> _Aim of the task_
Report how many lines in the material below contain the string "person", with case counting, and reply with the number alone.

> _Records for this task_
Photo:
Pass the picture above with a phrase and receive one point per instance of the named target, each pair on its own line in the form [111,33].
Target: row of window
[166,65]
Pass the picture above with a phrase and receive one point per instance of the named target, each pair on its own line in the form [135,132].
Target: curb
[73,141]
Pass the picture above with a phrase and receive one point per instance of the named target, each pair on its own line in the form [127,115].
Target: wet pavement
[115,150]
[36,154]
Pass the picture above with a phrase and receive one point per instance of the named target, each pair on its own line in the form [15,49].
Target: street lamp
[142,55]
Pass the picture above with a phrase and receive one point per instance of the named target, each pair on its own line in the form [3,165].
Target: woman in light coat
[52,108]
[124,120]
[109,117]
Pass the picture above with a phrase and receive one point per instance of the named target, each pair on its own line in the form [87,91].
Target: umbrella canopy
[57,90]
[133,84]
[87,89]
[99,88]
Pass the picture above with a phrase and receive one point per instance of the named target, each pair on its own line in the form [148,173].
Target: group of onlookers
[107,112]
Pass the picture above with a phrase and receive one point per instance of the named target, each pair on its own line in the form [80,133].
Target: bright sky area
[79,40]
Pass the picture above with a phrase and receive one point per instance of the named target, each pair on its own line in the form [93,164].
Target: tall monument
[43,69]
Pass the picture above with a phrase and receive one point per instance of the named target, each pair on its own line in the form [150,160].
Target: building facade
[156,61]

---

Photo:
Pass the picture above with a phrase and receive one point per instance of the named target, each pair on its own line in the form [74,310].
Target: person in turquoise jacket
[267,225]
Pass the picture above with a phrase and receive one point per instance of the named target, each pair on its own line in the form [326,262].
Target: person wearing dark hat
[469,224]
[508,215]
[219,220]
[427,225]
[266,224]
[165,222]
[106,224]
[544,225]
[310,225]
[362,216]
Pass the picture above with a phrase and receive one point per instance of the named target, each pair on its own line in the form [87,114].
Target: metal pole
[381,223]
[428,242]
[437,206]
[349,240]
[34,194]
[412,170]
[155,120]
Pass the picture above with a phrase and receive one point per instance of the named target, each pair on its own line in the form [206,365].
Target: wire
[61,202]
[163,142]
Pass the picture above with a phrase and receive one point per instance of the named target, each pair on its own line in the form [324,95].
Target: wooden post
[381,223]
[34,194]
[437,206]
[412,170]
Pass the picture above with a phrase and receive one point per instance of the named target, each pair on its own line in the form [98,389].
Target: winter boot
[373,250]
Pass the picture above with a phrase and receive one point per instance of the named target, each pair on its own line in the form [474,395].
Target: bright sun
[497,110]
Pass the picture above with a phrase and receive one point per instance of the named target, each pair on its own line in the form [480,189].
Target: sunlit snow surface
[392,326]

> _Solution below_
2